> **DIRECTION**
Output everything from the line containing "Target: rusty wire strand" down to the end of the material, unchanged and in full.

> **MATERIAL PROVIDED**
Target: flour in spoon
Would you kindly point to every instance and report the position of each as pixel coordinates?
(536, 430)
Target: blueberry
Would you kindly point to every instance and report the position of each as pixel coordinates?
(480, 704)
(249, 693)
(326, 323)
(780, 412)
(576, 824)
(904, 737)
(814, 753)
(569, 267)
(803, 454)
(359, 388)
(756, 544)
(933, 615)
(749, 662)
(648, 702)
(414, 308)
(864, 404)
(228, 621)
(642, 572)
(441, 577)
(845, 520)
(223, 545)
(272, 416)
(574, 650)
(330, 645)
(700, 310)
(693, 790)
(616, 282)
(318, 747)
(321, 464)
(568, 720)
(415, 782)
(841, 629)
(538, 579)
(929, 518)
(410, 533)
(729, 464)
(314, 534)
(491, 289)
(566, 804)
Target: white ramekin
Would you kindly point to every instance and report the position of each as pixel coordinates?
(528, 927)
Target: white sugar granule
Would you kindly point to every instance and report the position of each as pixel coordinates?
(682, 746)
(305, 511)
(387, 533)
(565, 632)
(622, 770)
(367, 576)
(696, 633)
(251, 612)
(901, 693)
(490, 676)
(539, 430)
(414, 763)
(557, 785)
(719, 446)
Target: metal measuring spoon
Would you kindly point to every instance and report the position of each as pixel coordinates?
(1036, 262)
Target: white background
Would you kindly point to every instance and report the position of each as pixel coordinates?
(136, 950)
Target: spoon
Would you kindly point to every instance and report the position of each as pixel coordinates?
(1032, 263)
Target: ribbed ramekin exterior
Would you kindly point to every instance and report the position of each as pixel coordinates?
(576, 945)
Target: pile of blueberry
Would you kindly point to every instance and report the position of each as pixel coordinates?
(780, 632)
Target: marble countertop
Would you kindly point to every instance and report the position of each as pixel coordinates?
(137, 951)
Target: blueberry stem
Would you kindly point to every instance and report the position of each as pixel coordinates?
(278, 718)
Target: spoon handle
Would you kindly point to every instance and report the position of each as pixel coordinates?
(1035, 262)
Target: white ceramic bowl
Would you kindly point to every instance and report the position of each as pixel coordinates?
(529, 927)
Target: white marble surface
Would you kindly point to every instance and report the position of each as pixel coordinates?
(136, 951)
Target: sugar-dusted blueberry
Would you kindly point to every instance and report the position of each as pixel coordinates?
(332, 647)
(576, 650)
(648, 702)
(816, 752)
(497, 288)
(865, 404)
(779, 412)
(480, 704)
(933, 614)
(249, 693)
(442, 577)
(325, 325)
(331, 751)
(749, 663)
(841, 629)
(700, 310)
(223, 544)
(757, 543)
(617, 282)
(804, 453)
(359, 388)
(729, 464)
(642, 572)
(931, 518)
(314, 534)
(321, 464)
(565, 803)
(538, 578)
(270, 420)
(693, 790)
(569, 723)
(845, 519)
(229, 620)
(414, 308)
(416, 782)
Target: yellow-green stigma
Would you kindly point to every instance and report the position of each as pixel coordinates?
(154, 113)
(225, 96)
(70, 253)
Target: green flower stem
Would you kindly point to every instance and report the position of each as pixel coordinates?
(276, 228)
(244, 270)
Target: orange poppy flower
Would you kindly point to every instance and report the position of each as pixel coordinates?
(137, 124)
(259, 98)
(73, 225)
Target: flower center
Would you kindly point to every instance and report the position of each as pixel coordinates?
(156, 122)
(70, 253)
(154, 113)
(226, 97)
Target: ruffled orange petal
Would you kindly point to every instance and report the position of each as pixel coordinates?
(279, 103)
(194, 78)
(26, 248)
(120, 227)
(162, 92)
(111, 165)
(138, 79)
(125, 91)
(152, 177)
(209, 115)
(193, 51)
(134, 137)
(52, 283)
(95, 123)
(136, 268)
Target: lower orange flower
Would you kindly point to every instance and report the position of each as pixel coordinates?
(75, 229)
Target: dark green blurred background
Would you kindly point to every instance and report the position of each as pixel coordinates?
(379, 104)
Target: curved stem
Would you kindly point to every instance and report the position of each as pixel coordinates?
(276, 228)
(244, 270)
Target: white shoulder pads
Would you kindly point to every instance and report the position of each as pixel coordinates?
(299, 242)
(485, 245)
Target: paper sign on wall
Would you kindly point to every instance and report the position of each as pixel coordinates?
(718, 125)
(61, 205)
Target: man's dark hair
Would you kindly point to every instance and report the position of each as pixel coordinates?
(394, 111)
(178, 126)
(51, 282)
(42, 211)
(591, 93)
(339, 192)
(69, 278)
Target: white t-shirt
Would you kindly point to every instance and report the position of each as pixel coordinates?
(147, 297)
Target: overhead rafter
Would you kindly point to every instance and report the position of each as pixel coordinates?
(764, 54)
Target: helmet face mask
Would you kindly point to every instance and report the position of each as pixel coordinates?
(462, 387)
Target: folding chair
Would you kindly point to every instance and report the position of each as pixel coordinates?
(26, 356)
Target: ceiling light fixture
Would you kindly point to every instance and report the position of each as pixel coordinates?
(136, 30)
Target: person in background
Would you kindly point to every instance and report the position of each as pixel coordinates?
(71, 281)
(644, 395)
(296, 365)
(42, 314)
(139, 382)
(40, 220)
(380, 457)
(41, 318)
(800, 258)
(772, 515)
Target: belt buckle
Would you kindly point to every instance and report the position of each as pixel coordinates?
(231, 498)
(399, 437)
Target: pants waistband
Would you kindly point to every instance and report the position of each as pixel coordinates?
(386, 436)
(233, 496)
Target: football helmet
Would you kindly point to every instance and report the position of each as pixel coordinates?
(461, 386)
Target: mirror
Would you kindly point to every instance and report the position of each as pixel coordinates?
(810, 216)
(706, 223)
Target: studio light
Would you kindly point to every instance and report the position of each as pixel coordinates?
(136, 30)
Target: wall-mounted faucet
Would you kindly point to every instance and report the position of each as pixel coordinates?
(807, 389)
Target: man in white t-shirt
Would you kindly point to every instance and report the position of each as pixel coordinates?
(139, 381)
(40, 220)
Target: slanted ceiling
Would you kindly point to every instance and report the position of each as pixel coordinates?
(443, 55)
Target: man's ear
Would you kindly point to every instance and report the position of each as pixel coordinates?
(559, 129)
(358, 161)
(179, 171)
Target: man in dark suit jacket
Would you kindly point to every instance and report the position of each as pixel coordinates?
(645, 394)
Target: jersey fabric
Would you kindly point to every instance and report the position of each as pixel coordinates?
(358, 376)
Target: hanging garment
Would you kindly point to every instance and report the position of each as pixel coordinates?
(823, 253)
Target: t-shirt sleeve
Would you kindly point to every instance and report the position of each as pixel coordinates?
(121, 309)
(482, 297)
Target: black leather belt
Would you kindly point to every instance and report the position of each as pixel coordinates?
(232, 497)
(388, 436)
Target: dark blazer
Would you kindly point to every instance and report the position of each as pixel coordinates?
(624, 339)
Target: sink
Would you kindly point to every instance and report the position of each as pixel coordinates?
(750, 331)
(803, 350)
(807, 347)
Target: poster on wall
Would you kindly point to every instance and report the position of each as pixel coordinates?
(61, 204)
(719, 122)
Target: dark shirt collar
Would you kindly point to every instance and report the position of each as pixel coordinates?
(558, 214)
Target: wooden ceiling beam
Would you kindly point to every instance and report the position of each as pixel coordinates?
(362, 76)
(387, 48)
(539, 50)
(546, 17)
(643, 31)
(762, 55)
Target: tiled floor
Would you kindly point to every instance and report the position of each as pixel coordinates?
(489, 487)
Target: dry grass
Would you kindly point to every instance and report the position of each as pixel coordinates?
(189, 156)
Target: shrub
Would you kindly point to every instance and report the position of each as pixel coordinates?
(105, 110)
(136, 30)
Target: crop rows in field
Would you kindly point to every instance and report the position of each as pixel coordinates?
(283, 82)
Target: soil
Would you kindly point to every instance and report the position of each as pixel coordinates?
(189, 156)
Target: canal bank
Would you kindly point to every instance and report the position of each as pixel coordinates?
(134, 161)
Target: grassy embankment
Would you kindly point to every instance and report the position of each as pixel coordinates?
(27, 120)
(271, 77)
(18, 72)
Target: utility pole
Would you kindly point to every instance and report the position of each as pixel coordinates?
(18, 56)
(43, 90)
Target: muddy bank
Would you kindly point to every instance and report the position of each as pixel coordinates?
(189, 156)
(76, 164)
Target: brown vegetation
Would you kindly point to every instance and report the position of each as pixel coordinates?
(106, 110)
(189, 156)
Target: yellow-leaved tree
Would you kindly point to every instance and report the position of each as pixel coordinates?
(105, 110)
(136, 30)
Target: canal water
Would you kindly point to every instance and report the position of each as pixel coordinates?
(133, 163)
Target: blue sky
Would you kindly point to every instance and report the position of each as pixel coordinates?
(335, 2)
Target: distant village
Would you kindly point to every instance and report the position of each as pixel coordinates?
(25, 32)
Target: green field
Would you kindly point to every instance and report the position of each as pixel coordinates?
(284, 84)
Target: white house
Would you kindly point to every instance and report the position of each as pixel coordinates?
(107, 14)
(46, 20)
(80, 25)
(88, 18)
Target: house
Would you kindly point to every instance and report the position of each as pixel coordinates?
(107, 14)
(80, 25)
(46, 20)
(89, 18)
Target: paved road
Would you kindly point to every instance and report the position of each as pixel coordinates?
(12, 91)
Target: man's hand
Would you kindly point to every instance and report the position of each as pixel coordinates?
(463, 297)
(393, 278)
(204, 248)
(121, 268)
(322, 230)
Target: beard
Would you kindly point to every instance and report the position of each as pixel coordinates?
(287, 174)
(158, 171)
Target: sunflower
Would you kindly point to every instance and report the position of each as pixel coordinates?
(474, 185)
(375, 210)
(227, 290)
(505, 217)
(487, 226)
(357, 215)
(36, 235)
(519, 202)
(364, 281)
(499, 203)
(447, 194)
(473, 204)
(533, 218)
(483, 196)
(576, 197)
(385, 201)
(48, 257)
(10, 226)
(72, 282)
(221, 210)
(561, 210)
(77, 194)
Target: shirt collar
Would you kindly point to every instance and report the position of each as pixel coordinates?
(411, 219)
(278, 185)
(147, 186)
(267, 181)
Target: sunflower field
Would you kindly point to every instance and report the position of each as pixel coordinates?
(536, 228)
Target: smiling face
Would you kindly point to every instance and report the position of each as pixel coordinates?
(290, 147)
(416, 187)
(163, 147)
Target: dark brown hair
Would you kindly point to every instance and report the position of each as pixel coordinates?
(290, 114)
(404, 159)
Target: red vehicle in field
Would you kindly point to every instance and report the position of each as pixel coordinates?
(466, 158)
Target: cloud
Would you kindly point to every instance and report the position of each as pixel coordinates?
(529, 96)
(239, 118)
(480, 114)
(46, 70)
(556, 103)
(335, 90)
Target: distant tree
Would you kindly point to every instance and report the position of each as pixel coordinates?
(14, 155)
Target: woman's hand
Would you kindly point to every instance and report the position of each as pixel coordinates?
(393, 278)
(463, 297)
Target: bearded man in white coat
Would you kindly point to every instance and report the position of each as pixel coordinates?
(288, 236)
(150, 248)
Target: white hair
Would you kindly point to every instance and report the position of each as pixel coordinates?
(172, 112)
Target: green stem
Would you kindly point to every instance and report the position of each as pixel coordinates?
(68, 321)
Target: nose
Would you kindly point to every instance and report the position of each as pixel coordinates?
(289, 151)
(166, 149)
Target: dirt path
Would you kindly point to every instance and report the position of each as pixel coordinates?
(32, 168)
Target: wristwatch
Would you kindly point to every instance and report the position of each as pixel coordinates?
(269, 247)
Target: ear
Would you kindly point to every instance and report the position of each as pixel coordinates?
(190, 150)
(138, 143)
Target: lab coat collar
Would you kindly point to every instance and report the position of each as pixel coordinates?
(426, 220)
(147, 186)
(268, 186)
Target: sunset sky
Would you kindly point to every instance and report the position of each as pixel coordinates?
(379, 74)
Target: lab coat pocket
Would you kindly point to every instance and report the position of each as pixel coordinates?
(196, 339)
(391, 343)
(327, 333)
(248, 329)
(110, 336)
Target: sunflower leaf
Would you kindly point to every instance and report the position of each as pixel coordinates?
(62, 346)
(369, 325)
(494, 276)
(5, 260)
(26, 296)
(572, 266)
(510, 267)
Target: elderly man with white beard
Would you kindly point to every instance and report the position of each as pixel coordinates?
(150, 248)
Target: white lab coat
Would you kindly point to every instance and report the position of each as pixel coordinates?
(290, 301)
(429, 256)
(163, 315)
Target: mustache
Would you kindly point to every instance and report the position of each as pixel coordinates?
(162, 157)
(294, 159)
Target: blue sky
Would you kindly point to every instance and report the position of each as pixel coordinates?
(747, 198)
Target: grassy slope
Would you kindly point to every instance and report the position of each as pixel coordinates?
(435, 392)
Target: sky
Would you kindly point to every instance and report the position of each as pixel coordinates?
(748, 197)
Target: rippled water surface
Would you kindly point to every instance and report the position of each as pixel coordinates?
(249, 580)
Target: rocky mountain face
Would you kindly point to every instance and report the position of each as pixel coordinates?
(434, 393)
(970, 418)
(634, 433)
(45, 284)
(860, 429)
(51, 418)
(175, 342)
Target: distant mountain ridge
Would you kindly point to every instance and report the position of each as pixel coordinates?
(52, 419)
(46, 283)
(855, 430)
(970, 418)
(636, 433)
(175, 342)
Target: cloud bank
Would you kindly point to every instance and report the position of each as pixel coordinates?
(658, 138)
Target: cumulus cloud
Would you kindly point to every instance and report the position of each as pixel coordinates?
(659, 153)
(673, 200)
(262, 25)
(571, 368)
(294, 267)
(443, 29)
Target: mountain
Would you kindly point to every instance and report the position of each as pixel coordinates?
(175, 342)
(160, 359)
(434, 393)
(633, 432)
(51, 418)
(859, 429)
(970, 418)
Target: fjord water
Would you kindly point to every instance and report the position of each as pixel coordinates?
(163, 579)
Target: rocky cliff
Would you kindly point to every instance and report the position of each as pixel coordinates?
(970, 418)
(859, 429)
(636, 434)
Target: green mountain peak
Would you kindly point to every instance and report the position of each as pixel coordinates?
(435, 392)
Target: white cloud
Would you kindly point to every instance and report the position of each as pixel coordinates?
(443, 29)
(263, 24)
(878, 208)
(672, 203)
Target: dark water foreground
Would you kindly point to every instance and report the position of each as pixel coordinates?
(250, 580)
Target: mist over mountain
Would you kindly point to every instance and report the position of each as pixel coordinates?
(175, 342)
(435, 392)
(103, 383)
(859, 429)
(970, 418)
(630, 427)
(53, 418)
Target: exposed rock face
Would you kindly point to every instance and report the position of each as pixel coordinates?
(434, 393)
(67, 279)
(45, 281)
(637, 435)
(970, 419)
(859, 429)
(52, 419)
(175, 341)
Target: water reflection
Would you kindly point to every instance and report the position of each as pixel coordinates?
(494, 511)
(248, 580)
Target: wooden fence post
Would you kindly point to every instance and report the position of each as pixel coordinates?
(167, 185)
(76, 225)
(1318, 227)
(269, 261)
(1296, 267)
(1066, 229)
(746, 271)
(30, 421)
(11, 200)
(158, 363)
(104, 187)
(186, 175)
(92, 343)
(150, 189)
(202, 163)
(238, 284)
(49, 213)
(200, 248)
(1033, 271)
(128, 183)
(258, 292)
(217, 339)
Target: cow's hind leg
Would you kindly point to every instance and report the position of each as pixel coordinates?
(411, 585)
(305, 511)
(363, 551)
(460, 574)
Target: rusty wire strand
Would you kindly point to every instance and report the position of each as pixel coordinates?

> **EXERCISE RESPONSE**
Target: rusty wire strand
Would you kindly point to every instance and report the position of each as pixel coordinates?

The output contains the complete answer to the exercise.